_EXERCISE DESCRIPTION_:
Count the lines in the material below that contain the string "locomotive", and reply with the number alone.

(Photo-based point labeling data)
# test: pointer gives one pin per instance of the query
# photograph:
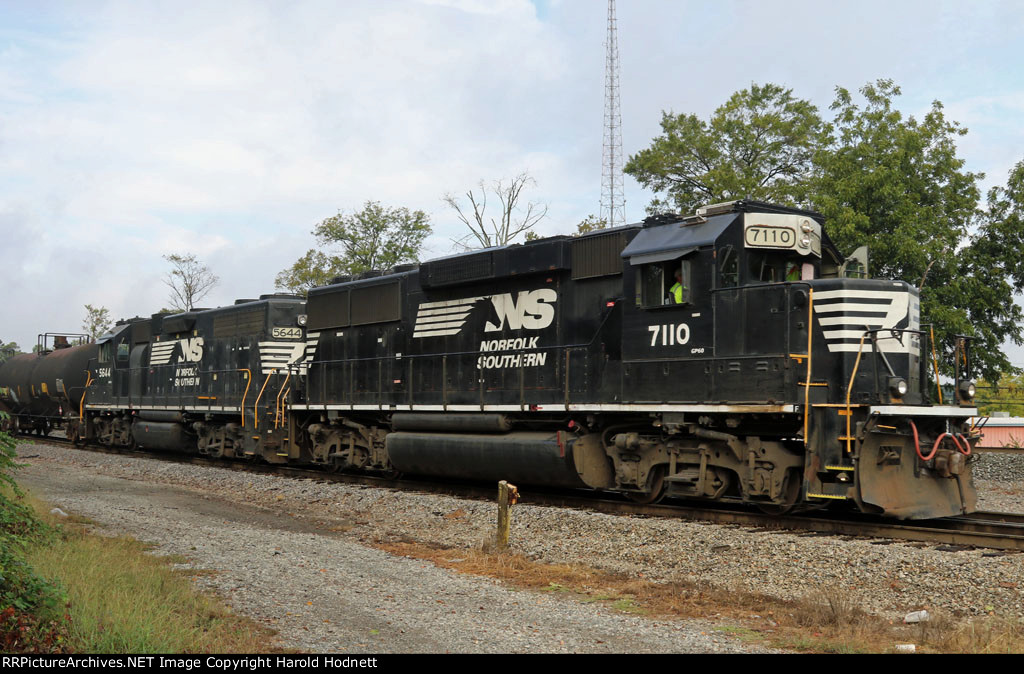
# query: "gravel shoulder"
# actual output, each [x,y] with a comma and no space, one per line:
[292,554]
[884,577]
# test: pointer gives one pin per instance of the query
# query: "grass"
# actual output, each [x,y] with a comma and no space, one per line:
[827,620]
[122,600]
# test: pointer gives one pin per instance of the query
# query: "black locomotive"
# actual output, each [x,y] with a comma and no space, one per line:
[722,355]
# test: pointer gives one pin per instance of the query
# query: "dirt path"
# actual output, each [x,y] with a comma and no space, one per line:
[326,592]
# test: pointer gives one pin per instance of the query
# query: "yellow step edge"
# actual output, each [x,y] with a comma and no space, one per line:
[826,496]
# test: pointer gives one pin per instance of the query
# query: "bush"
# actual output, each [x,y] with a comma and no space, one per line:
[31,613]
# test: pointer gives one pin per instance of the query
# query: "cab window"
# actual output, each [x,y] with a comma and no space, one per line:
[664,284]
[773,267]
[728,267]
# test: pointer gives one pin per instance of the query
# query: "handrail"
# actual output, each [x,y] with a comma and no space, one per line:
[81,402]
[256,404]
[276,407]
[284,404]
[249,380]
[935,362]
[849,390]
[807,378]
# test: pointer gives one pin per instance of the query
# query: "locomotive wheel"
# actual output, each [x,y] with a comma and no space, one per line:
[656,492]
[791,497]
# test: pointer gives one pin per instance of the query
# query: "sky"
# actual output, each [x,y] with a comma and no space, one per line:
[133,130]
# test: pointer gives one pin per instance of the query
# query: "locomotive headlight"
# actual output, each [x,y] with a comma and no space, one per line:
[897,386]
[968,390]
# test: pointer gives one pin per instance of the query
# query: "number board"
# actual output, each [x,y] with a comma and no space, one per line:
[287,333]
[763,236]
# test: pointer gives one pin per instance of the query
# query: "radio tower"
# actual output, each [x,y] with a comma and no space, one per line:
[612,199]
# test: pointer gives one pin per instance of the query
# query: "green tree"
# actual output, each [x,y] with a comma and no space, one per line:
[1007,395]
[759,144]
[881,178]
[8,350]
[188,280]
[591,223]
[97,321]
[897,184]
[376,238]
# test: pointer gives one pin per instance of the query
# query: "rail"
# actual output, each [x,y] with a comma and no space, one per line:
[999,531]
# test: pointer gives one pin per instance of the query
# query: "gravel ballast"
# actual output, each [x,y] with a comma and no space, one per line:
[885,577]
[320,587]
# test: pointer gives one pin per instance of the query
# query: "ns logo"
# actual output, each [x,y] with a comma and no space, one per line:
[532,309]
[190,350]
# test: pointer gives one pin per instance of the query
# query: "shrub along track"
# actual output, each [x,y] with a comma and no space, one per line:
[998,531]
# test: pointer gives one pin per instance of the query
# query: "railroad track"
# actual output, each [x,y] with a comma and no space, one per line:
[997,531]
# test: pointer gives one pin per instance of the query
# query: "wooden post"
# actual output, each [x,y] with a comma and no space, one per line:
[507,495]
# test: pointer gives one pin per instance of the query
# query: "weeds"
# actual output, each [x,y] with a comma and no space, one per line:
[827,620]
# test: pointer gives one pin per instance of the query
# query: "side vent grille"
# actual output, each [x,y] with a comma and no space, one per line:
[598,256]
[239,323]
[458,269]
[327,310]
[377,304]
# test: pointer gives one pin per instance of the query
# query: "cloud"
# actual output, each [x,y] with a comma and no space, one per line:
[130,130]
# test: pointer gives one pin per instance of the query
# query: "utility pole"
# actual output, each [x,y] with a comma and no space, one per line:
[612,197]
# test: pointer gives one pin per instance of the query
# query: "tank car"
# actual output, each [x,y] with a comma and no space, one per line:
[44,389]
[721,355]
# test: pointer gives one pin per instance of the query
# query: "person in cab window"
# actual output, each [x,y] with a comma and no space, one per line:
[677,290]
[793,271]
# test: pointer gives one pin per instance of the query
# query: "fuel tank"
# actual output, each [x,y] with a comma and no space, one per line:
[526,458]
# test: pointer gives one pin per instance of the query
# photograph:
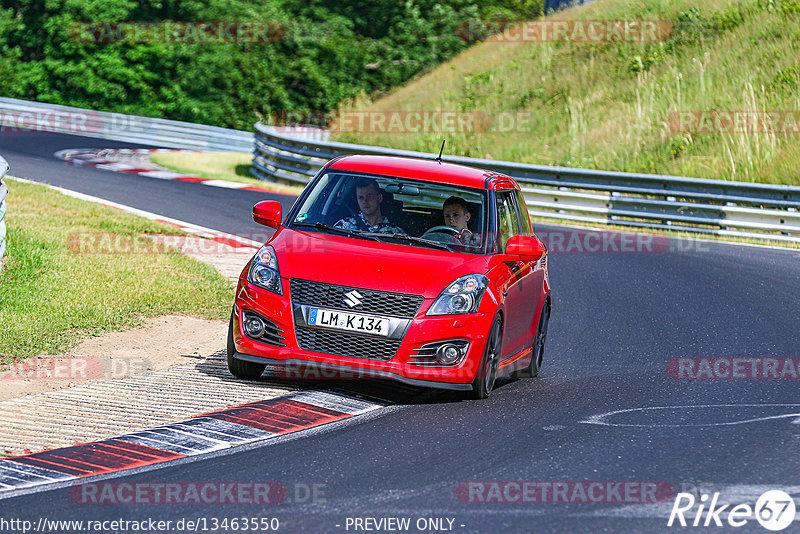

_RESULT_:
3